In your copy, reproduce each entry exactly and leave out the pictures.

== == ==

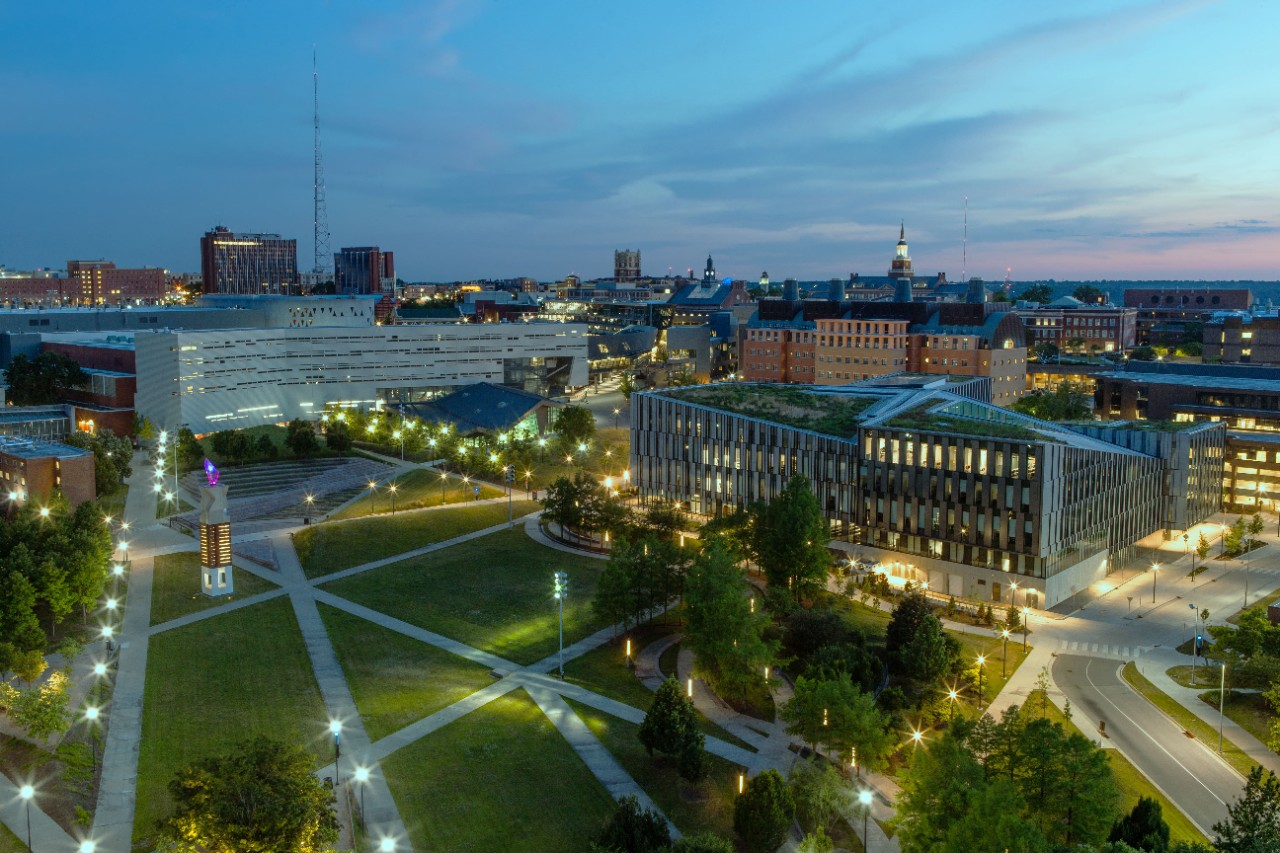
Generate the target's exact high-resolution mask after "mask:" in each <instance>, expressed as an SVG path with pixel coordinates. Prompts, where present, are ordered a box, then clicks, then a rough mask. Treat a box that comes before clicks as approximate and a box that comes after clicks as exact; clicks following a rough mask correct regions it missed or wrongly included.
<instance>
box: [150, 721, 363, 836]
mask: <svg viewBox="0 0 1280 853" xmlns="http://www.w3.org/2000/svg"><path fill="white" fill-rule="evenodd" d="M311 763H312V760H311V756H310V754H308V753H307V752H306V751H305V749H302V748H301V747H298V745H285V744H283V743H279V742H276V740H271V739H269V738H262V736H260V738H257V739H255V740H252V742H250V743H246V744H242V745H241V747H239V748H238V749H237V751H236V752H233V753H230V754H225V756H216V757H212V758H205V760H204V761H198V762H196V763H193V765H191V766H188V767H186V768H183V770H180V771H179V772H178V775H177V777H175V779H174V780H173V781H170V783H169V794H170V797H172V798H173V803H174V811H173V815H170V816H169V817H168V818H165V820H163V821H160V833H161V835H163V836H164V838H165V839H166V840H169V841H170V843H172V844H173V849H174V850H177V852H178V853H319V850H325V849H329V845H332V844H333V843H334V841H337V840H338V818H337V816H335V815H334V807H333V793H332V792H330V790H329V789H328V788H326V786H325V784H324V783H323V781H320V779H317V777H316V776H315V774H312V772H311Z"/></svg>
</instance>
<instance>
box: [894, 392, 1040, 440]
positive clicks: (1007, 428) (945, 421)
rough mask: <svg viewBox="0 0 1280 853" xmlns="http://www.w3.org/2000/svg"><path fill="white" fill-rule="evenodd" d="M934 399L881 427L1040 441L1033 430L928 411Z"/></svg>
mask: <svg viewBox="0 0 1280 853" xmlns="http://www.w3.org/2000/svg"><path fill="white" fill-rule="evenodd" d="M937 405H938V403H937V401H936V400H929V401H925V402H923V403H920V405H919V406H915V407H913V409H909V410H906V411H905V412H902V414H901V415H896V416H893V418H890V419H888V420H887V421H886V423H884V425H886V427H896V428H899V429H920V430H931V432H936V433H957V434H960V435H982V437H984V438H1012V439H1018V441H1036V439H1039V438H1043V435H1041V434H1039V433H1038V432H1036V430H1034V429H1029V428H1027V427H1020V425H1016V424H1002V423H1000V421H995V420H980V419H977V418H968V416H964V415H955V414H950V412H945V411H943V412H931V411H929V410H931V409H933V407H934V406H937Z"/></svg>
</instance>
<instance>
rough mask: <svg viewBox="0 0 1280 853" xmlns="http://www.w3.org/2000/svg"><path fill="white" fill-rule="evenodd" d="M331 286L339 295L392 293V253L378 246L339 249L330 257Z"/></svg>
mask: <svg viewBox="0 0 1280 853" xmlns="http://www.w3.org/2000/svg"><path fill="white" fill-rule="evenodd" d="M333 283H334V289H335V291H337V292H338V293H340V295H352V293H394V292H396V256H394V252H384V251H381V250H380V248H379V247H378V246H355V247H348V248H342V250H339V251H338V252H335V254H334V256H333Z"/></svg>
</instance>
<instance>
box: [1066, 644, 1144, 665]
mask: <svg viewBox="0 0 1280 853" xmlns="http://www.w3.org/2000/svg"><path fill="white" fill-rule="evenodd" d="M1056 643H1057V649H1056V651H1057V652H1061V653H1064V654H1091V656H1093V657H1110V658H1115V660H1117V661H1135V660H1138V658H1139V657H1142V653H1143V652H1144V651H1147V649H1146V648H1143V647H1142V646H1112V644H1111V643H1085V642H1080V640H1064V639H1060V640H1056Z"/></svg>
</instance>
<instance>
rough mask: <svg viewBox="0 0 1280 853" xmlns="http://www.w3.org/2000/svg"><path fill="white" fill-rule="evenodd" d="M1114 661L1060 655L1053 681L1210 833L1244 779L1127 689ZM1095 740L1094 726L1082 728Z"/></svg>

== == ==

EXERCISE RESPONSE:
Generate the target's exact high-resolution mask after "mask:" in each <instance>, expressed as an SVG path with pixel coordinates. Prompts, where present, are ordered a box, then clicks, then a rough mask. Treat a box that comes before clicks as approximate and a box that comes after clicks as exact; clicks following a rough mask correct regions it missed or wrongly included.
<instance>
box: [150, 721, 363, 836]
mask: <svg viewBox="0 0 1280 853" xmlns="http://www.w3.org/2000/svg"><path fill="white" fill-rule="evenodd" d="M311 763H312V760H311V756H310V754H308V753H307V752H306V751H305V749H302V748H301V747H298V745H285V744H283V743H279V742H276V740H271V739H269V738H262V736H260V738H257V739H255V740H252V742H250V743H246V744H242V745H241V747H239V748H238V749H237V751H236V752H233V753H230V754H225V756H216V757H212V758H205V760H204V761H198V762H196V763H193V765H191V766H188V767H186V768H183V770H180V771H179V772H178V775H177V777H175V779H174V780H173V781H170V783H169V794H170V797H172V798H173V803H174V811H173V815H170V816H169V817H168V818H165V820H163V821H160V833H161V835H163V836H164V838H165V839H166V840H169V841H170V843H172V844H173V849H174V850H177V852H178V853H319V850H325V849H329V845H332V844H333V843H334V841H337V840H338V818H337V816H335V815H334V807H333V793H332V792H330V790H329V789H328V788H326V786H325V784H324V783H323V781H320V779H317V777H316V776H315V774H312V772H311Z"/></svg>
</instance>
<instance>
box: [894, 392, 1040, 440]
positive clicks: (1007, 428) (945, 421)
rough mask: <svg viewBox="0 0 1280 853" xmlns="http://www.w3.org/2000/svg"><path fill="white" fill-rule="evenodd" d="M934 399L881 427L1040 441L1033 430L928 411Z"/></svg>
mask: <svg viewBox="0 0 1280 853" xmlns="http://www.w3.org/2000/svg"><path fill="white" fill-rule="evenodd" d="M937 405H938V403H937V401H936V400H929V401H925V402H923V403H920V405H919V406H915V407H913V409H909V410H906V411H905V412H902V414H901V415H896V416H893V418H890V419H888V420H887V421H886V423H884V425H886V427H896V428H899V429H920V430H931V432H936V433H957V434H960V435H982V437H984V438H1012V439H1018V441H1036V439H1039V438H1043V435H1041V434H1039V433H1038V432H1036V430H1034V429H1029V428H1027V427H1020V425H1016V424H1002V423H1000V421H995V420H980V419H977V418H968V416H964V415H955V414H950V412H945V411H943V412H931V411H929V410H931V409H933V407H934V406H937Z"/></svg>
</instance>
<instance>
rough mask: <svg viewBox="0 0 1280 853" xmlns="http://www.w3.org/2000/svg"><path fill="white" fill-rule="evenodd" d="M331 286L339 295L392 293V253L378 246L339 249L330 257Z"/></svg>
mask: <svg viewBox="0 0 1280 853" xmlns="http://www.w3.org/2000/svg"><path fill="white" fill-rule="evenodd" d="M333 283H334V289H335V291H337V292H338V293H340V295H352V293H394V292H396V256H394V252H384V251H381V250H380V248H379V247H378V246H355V247H348V248H342V250H339V251H338V252H335V254H334V256H333Z"/></svg>
</instance>
<instance>
box: [1066, 644, 1144, 665]
mask: <svg viewBox="0 0 1280 853" xmlns="http://www.w3.org/2000/svg"><path fill="white" fill-rule="evenodd" d="M1056 643H1057V649H1056V651H1057V652H1061V653H1064V654H1091V656H1093V657H1110V658H1115V660H1117V661H1135V660H1138V658H1139V657H1142V653H1143V652H1144V651H1147V649H1146V648H1143V647H1142V646H1112V644H1111V643H1085V642H1080V640H1064V639H1060V640H1056Z"/></svg>
</instance>
<instance>
rough mask: <svg viewBox="0 0 1280 853" xmlns="http://www.w3.org/2000/svg"><path fill="white" fill-rule="evenodd" d="M1114 661L1060 655L1053 681L1210 833L1244 779L1127 689ZM1095 740L1094 726L1082 728Z"/></svg>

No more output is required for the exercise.